§ **TRECHO DA PÁGINA**:
O depoimento é de Caho Lopes sobre o pai Moisés ,que hoje sofre com Alzheimer, advogado respeitado, comunista e antigrenalista, meu amigo de muitos anos, solidário e de conduta reta.
Recentemente perdi minha mãe que sofreu alguns anos com a doença, não sofreu, mas assistimos - eu e minha irmã Alba, definhar sua memória. Sofremos muito como sofrem todas as famílias que enfrentam esta doença. Pode ser que o velho Moisés não entenda o que o filho escreve,mas todos os filhos gostariam de dizer do seu pai o que o Caho escreve aqui.
Acompanhem
Meu pai

Meu pai é uma grande pessoa. É um cara do qual nunca ouvi falarem de sua conduta, de sua ética. Nunca soube que tivesse amantes, nunca o vi chegar bêbado em casa, nunca houve a menor suspeita sobre a origem do seu dinheiro. Nunca esteve no SPC ou na Serasa, e também não me recordo de algum dia um cobrador ter batido a nossa porta.
Tinha gênio difícil o meu pai. Era uma pessoa com um grau de exigência muito acima do normal, tanto com relação a si mesmo quanto às outras pessoas que o rodeavam. Trabalhava cavalarmente, numa época em que o termo workhaolic ainda nem havia sido cunhado. Perdia a paciência com facilidade, e ficava furioso o meu pai. Quando eu era criança, logo que aprendi a ler me caiu nas mãos um livro com vários contos de deuses gregos. No meu imaginário infantil meu pai era Zeus, o senhor dos céus e deus supremo. Quando ele ficava bravo comigo era como se seu rosto saísse das nuvens do céu e vociferasse sua fúria sobre mim. Mas logo depois se arrependia, o meu pai, este deus meu particular, e me enchia de beijos e abraços como só um pai pode fazer com o filho que ele tanto ama.
É meu melhor amigo, este meu pai. Sempre foi, sempre será. Em todos os momentos da minha vida que eu precisei ele estava lá, do meu lado. Muitas vezes fez o que eu achei que não devia, outras vezes fez o que eu precisava, mas o importante é que nunca se omitiu, nunca deixou de estar lá. Porque acima de tudo era valente, este meu pai. Era um homem sem medo: sem medo de se expor, sem medo das críticas, sem medo da avaliação dos outros, sem medo de fazer o que tem que ser feito, sem medo das batalhas.

§ **TRECHOS DE DADOS**:
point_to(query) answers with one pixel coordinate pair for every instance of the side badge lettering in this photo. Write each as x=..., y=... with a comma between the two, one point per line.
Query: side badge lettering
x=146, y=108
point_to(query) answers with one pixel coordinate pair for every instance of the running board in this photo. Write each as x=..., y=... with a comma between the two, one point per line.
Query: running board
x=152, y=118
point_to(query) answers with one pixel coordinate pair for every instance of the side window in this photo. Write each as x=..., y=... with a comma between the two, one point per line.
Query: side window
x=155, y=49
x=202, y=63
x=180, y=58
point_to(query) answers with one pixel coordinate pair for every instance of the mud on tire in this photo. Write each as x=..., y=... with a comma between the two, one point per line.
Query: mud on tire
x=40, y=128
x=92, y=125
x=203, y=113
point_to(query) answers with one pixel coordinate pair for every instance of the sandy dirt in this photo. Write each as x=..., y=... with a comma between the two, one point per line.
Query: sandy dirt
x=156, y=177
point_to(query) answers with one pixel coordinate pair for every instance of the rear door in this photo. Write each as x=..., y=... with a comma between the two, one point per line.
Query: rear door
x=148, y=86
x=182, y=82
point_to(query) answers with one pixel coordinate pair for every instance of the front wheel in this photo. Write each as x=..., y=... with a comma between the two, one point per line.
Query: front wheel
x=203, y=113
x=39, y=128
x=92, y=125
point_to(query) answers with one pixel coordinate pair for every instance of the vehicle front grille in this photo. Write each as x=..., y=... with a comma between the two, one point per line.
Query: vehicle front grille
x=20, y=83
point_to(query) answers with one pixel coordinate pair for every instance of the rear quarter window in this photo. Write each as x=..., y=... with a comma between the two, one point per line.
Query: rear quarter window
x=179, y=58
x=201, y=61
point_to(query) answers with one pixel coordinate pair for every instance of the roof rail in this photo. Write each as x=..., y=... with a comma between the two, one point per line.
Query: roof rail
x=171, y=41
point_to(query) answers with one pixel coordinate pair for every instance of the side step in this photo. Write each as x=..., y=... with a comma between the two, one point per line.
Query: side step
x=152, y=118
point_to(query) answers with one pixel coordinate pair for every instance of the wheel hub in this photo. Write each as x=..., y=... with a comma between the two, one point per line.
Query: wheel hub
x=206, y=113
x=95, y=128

§ **CONJUNTO DE TAREFAS**:
- A) No depoimento, com qual deus grego o pai era identificado no imaginário infantil de quem escreve?
- B) Por favor, reescreva o trecho do depoimento de "O depoimento é" a "a nossa porta.", substituindo "bêbado" por "embriagado".
Não é preciso consultar as entradas.

§ **RESPOSTAS ESPERADAS**:
- A) Com Zeus, o senhor dos céus e deus supremo.

- B)
O depoimento é de Caho Lopes sobre o pai Moisés ,que hoje sofre com Alzheimer, advogado respeitado, comunista e antigrenalista, meu amigo de muitos anos, solidário e de conduta reta.
Recentemente perdi minha mãe que sofreu alguns anos com a doença, não sofreu, mas assistimos - eu e minha irmã Alba, definhar sua memória. Sofremos muito como sofrem todas as famílias que enfrentam esta doença. Pode ser que o velho Moisés não entenda o que o filho escreve,mas todos os filhos gostariam de dizer do seu pai o que o Caho escreve aqui.
Acompanhem
Meu pai

Meu pai é uma grande pessoa. É um cara do qual nunca ouvi falarem de sua conduta, de sua ética. Nunca soube que tivesse amantes, nunca o vi chegar embriagado em casa, nunca houve a menor suspeita sobre a origem do seu dinheiro. Nunca esteve no SPC ou na Serasa, e também não me recordo de algum dia um cobrador ter batido a nossa porta.